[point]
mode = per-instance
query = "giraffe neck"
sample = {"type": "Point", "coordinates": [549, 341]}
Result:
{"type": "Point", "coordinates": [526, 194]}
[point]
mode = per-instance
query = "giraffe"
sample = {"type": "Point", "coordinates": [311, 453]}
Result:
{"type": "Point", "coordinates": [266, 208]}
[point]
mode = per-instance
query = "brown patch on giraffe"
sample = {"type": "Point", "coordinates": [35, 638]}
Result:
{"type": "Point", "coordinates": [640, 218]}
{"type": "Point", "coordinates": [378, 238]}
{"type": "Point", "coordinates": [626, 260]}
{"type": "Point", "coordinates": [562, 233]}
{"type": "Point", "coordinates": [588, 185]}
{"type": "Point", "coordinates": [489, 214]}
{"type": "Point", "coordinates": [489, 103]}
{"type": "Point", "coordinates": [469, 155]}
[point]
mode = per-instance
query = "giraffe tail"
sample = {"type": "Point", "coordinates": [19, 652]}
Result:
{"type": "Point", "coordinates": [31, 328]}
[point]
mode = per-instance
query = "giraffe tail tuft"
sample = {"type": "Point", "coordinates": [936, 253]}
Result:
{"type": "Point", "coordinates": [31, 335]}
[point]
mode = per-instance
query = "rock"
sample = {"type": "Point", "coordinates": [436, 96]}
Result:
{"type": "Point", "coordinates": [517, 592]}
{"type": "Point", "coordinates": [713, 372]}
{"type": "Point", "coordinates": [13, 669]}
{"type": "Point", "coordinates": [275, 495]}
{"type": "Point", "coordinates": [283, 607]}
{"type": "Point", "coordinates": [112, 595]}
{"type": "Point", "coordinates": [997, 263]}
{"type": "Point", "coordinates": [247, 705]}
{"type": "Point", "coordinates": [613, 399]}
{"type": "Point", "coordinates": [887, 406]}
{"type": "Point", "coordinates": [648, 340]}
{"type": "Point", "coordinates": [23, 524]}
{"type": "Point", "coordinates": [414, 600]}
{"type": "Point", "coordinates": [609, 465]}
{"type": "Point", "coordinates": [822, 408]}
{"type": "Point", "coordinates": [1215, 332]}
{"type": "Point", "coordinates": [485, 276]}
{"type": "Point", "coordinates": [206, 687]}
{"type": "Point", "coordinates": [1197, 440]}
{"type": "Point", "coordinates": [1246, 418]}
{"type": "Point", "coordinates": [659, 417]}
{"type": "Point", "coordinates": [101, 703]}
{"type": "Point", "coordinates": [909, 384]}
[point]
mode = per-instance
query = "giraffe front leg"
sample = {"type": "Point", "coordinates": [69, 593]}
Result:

OBJECTIVE: Generate an exact reproduction of all entries.

THE ANSWER:
[point]
mode = per-instance
query = "giraffe neck"
sample = {"type": "Point", "coordinates": [549, 341]}
Result:
{"type": "Point", "coordinates": [526, 194]}
[point]
mode = per-instance
query = "giraffe"
sample = {"type": "Point", "coordinates": [311, 453]}
Result:
{"type": "Point", "coordinates": [266, 208]}
[point]
mode = per-instance
query = "brown patch on giraffe"
sample = {"type": "Point", "coordinates": [35, 638]}
Result:
{"type": "Point", "coordinates": [640, 218]}
{"type": "Point", "coordinates": [378, 238]}
{"type": "Point", "coordinates": [626, 260]}
{"type": "Point", "coordinates": [562, 233]}
{"type": "Point", "coordinates": [588, 185]}
{"type": "Point", "coordinates": [489, 214]}
{"type": "Point", "coordinates": [489, 103]}
{"type": "Point", "coordinates": [469, 155]}
[point]
mode = per-instance
query = "giraffe tail"
sample = {"type": "Point", "coordinates": [19, 652]}
Result:
{"type": "Point", "coordinates": [31, 328]}
[point]
mode = per-instance
query = "giraffe tail tuft"
sample = {"type": "Point", "coordinates": [936, 253]}
Result:
{"type": "Point", "coordinates": [31, 335]}
[point]
mode = per-instance
query = "rock"
sample = {"type": "Point", "coordinates": [436, 96]}
Result:
{"type": "Point", "coordinates": [517, 592]}
{"type": "Point", "coordinates": [713, 372]}
{"type": "Point", "coordinates": [13, 669]}
{"type": "Point", "coordinates": [275, 495]}
{"type": "Point", "coordinates": [283, 607]}
{"type": "Point", "coordinates": [112, 595]}
{"type": "Point", "coordinates": [997, 263]}
{"type": "Point", "coordinates": [247, 705]}
{"type": "Point", "coordinates": [613, 399]}
{"type": "Point", "coordinates": [887, 406]}
{"type": "Point", "coordinates": [648, 340]}
{"type": "Point", "coordinates": [23, 524]}
{"type": "Point", "coordinates": [414, 600]}
{"type": "Point", "coordinates": [609, 465]}
{"type": "Point", "coordinates": [822, 408]}
{"type": "Point", "coordinates": [1215, 332]}
{"type": "Point", "coordinates": [485, 276]}
{"type": "Point", "coordinates": [206, 687]}
{"type": "Point", "coordinates": [1197, 440]}
{"type": "Point", "coordinates": [1246, 418]}
{"type": "Point", "coordinates": [659, 417]}
{"type": "Point", "coordinates": [101, 703]}
{"type": "Point", "coordinates": [909, 384]}
[point]
mode = per-instance
query = "giraffe front leg"
sample = {"type": "Point", "coordinates": [69, 593]}
Result:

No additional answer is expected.